§ Ejercicio propuesto 1
Cambia "flexibilidad" por "agilidad" al transcribir el fragmento del texto sobre las clases de yoga en el reclusorio que empieza con "El cambio en" y sigue hasta "le haga daño.".

- - -

Cuando voy a dar una clase al reclusorio, mi día comienza levantándome muy temprano en la mañana. Me baño y desayuno algo de proteína, porque sé que hasta que salga de dar la clase no comeré nada. Me subo al camión y me deja en la entrada del reclusorio. El proceso de ingreso es bastante complicado. Lo que más se nos complica a los profesores de yoga que trabajamos en prisiones son los temas burocráticos; tanto te pueden dar una entrada bastante rápida y sencilla con tu oficio, como te puede tocar el comandante que no amaneció muy de buenas y te la puede hacer súper cansada. Han habido veces que he tardado hasta dos horas solamente en entrar.

Después de pasar los múltiples filtros de seguridad y cateos, entro al dormitorio número uno: Adicciones. En este grupo le doy clase a casi 200 personas. La mayoría de ellas son de nuevo ingreso y no cuentan con ningún tipo de contacto con los demás dormitorios ni mucho menos con el exterior del reclusorio. Para estas personas la clase de yoga es obligatoria en su programa de readaptación y es la única actividad que reciben durante sus tres meses de aislamiento para su desintoxicación. Después de la sesión paso al otro lado del dormitorio, ahí le doy clase a un grupo de 40 personas más o menos. Éstas ya se inscriben por iniciativa propia y llevan otro tipo de actividades, como carpintería, box, lucha libre o hasta tienen un empleo.

El cambio en los alumnos se nota desde la primera clase. El simple hecho de que se vayan con una respiración más consciente ya marca un cambio. Después de unas sesiones hay una mejora en su desempeño físico: en su flexibilidad o su fuerza, así como en su actitud.

El recluso lo primero que pierde es su identidad. Ha perdido la conexión con su cuerpo ya sea lacerándose, metiéndose droga, o tatuándose, (por esto no quiero decir que sea malo, ya cada quién tendrá su opinión al respecto). Entonces el habitar su cuerpo, sentir su respiración y sentir otra vez sus músculos los hace más conscientes de su cuerpo, sus emociones y sentimientos, haciendo que se puedan reflejar en otras personas. Cuando alguien se siente reflejado en otra persona, es más difícil que le haga daño.

La psicología de los custodios y de los reclusos es bastante similar y en todo momento es una lucha de egos y autoridades que se han impuesto en la prisión. Entonces cuando yo doy una clase lo quiera o no, me convierto en una autoridad para los presos y eso me hace susceptible a esa lucha de egos. Sin embargo, los custodios te dejan claro que ellos son los que mandan en el reclusorio. Parte de mi trabajo es que los presos nos vean, sí como una autoridad, pero una autoridad alterna a la que ellos regularmente tienen que suele ser represiva, aplastante o hasta humillante. Lo que nosotros queremos que ellos vean y parte de nuestro trabajo es que nos tomen como una autoridad que busca empoderarlos.

- - -

§ Ejercicio propuesto 2
Por favor, reproduce sin cambios los registros desde su primera línea hasta la línea que contiene "[[177, 477]]", ambas incluidas.

- - -

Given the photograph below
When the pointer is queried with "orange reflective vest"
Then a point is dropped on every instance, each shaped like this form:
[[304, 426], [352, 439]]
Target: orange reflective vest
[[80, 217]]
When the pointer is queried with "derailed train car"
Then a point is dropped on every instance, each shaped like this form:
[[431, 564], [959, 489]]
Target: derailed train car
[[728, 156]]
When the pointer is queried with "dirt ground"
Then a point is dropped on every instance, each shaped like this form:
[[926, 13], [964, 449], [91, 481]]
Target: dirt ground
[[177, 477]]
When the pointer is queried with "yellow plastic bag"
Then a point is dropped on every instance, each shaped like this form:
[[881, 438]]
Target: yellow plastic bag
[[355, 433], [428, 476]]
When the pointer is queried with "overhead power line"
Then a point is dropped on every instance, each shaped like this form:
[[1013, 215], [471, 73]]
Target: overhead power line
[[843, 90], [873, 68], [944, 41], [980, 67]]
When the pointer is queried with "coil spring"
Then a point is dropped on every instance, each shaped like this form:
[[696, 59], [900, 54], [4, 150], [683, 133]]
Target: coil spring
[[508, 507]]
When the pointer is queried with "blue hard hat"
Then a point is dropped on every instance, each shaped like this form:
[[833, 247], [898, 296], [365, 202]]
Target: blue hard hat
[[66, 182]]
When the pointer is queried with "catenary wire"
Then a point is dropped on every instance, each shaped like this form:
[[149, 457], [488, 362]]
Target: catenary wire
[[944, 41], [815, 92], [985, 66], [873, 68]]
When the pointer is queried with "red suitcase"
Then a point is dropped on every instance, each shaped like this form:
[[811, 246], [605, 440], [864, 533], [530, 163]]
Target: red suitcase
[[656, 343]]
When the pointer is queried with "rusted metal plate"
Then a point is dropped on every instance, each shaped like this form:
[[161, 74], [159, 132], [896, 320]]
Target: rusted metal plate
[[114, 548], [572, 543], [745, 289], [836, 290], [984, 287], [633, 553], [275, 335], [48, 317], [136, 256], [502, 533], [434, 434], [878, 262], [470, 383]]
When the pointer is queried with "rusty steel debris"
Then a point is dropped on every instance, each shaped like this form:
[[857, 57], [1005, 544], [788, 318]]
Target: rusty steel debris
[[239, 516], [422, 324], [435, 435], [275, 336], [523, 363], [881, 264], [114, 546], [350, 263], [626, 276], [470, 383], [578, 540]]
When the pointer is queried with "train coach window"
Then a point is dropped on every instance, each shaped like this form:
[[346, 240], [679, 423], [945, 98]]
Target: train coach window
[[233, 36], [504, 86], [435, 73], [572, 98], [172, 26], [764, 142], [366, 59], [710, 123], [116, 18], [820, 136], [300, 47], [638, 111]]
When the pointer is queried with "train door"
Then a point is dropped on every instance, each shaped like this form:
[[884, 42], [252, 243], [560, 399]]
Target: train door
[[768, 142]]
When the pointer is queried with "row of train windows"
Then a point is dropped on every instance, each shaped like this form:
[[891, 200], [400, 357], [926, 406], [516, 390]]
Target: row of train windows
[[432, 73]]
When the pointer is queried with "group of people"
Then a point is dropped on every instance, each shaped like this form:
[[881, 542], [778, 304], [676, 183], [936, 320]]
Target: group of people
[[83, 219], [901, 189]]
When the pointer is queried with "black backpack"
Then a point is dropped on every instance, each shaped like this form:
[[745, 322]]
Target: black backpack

- - -

§ Solución desarrollada 1
El cambio en los alumnos se nota desde la primera clase. El simple hecho de que se vayan con una respiración más consciente ya marca un cambio. Después de unas sesiones hay una mejora en su desempeño físico: en su agilidad o su fuerza, así como en su actitud.

El recluso lo primero que pierde es su identidad. Ha perdido la conexión con su cuerpo ya sea lacerándose, metiéndose droga, o tatuándose, (por esto no quiero decir que sea malo, ya cada quién tendrá su opinión al respecto). Entonces el habitar su cuerpo, sentir su respiración y sentir otra vez sus músculos los hace más conscientes de su cuerpo, sus emociones y sentimientos, haciendo que se puedan reflejar en otras personas. Cuando alguien se siente reflejado en otra persona, es más difícil que le haga daño.

§ Solución desarrollada 2
Given the photograph below
When the pointer is queried with "orange reflective vest"
Then a point is dropped on every instance, each shaped like this form:
[[304, 426], [352, 439]]
Target: orange reflective vest
[[80, 217]]
When the pointer is queried with "derailed train car"
Then a point is dropped on every instance, each shaped like this form:
[[431, 564], [959, 489]]
Target: derailed train car
[[728, 156]]
When the pointer is queried with "dirt ground"
Then a point is dropped on every instance, each shaped like this form:
[[926, 13], [964, 449], [91, 481]]
Target: dirt ground
[[177, 477]]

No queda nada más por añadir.